Text under study

The USO sponsored a Movie on the Lawn event at the 1st CAV parade field tonight. They were showing The Princess and the Frog and provided enough snacks to keep the kiddos and grown ups alike content and satisfied. I’m a sucker for movies shown on blow up screens in the outdoors. It’s just plain fun.

Although we live on post I don’t find myself driving around the 1st CAV area of the base too often. For me, it’s tough to drive by the company’s motor pool, empty as it is. It’s one of those things that just kind of catch your breath and leave you feeling like you’ve been sucker punched. It’s the reality of the whole thing, I suppose.

It’s the same thing with the 1st CAV parade field. We don’t have many occasions to go out there. In fact, the last time we went was on Veteran’s Day, when we visited the OIF memorial. For me, anyway, that parade field represents homecoming. When I was FRG leader I attended countless homecoming ceremonies there. We’ve welcomed Brooks home twice on that field.

There is something amazingly gripping about a homecoming ceremony. If you haven’t attended one and have the opportunity to do so I’d encourage you to try and make it. The sight of those buses pulling up with all those soldiers inside them, the raw energy of the crowd, the plethora of emotions coursing through everyone, the smiles and tears and pure joy and relief and excitement… I’ve never experienced anything like it.

I’ve always been amazed that as those soldiers march across the field, within yards of their friends and loved ones, that the field isn’t instantly overrun by overexcited, overjoyed, emotionally drained people. The fact that everyone stands patiently and waits for the short speech and go ahead is amazing to me. As soon as those soldiers begin marching down the field my tears just start falling. Without fail. I love homecoming.

Entries supplied
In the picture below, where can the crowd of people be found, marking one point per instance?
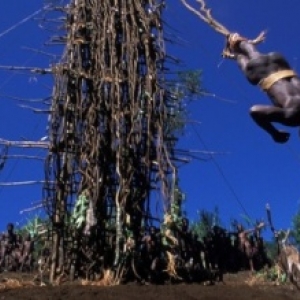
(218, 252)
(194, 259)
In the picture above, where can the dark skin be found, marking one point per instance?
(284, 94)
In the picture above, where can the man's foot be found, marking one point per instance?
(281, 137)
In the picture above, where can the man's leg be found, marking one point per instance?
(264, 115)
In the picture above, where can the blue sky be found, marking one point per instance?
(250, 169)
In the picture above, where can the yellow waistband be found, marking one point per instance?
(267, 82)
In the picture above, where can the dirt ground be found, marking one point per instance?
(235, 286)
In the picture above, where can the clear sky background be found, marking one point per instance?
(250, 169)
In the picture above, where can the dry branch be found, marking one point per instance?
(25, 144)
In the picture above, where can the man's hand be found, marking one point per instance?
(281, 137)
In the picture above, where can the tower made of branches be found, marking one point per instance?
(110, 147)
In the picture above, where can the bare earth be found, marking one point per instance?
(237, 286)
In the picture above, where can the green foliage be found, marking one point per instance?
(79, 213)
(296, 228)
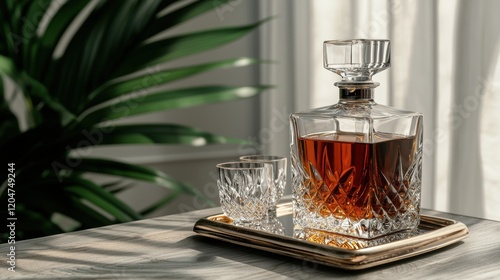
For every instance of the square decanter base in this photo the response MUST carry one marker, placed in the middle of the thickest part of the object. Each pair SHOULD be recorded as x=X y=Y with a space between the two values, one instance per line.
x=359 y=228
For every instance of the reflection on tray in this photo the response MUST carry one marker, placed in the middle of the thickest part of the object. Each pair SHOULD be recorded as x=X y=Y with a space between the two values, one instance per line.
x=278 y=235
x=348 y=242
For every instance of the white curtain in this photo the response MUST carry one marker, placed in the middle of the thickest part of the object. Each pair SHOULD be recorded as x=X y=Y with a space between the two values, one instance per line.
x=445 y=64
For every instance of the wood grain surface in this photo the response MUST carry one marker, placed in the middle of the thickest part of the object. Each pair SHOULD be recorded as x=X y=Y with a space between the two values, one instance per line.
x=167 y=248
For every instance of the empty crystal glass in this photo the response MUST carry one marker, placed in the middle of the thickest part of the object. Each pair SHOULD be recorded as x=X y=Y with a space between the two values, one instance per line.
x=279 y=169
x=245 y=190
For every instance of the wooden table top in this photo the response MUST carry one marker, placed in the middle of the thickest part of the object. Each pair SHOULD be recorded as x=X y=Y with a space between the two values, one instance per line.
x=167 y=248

* * *

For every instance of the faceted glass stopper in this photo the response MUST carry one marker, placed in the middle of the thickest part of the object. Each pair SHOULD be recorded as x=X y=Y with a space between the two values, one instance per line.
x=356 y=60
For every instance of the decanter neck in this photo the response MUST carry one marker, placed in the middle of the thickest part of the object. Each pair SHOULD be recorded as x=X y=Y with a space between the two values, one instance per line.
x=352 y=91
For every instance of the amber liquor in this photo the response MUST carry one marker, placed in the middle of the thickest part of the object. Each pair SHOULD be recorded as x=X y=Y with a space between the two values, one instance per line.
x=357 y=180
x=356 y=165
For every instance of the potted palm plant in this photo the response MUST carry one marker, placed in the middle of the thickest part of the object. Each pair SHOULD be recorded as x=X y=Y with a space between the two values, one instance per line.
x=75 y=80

Directions
1) In the post about the 1st CAV parade field, condense the paragraph beginning "It's the same thing with the 1st CAV parade field" into a short bulleted list that keeps its main facts.
2) According to the post about the 1st CAV parade field, which movie did the USO show at its Movie on the Lawn event?
3) Pick up the post about the 1st CAV parade field right after its final sentence and write what comes next.

Answers in order
1)
- The family rarely goes to the 1st CAV parade field.
- Their last visit was on Veteran's Day, to see the OIF memorial.
- To the writer, the field represents homecoming.
- As FRG leader, the writer attended countless homecoming ceremonies there.
- The family has welcomed Brooks home on that field twice.

2) The Princess and the Frog.

3)
So today, as we drove to the parade field, as we exited our car, I couldn’t help but feel a slight pang of regret that our trip there wasn’t going to end with two overstuffed bags in the trunk and two Brooks’s in my car. I miss the feel of my husband’s hand in mine. I’m missing that more than anything lately. The quiet of just being together. I think I’m getting to the point that I’m just exhausted at the missing him. I’m not mad or upset or anything along that line. I’m just tired, you know? I’m tired of the longing for him, of the missing him. of the making it through another day without him.

And regardless of all that, I remain thankful for the experience. As tired as I am today, emotionally if you will, I am grateful that I’m only missing him temporarily. That I’m only longing for something that will shortly come to pass. I’m grateful at the way these deployments have sharpened and perfected our love for each other, strengthened our friendship, our commitment, our patience with each other.

I’m not quite sure if the opportunity will pass that we’ll return to the parade field before Brooks’s homecoming. I’m kind of hoping not, because in a way I’d like to the next drive in to be a pick up.

Life remains sweet, incredibly sweet, regardless of the circumstances. I’m grateful for the lessons gleamed from life each day. I’m hoping I’m learning the full measure.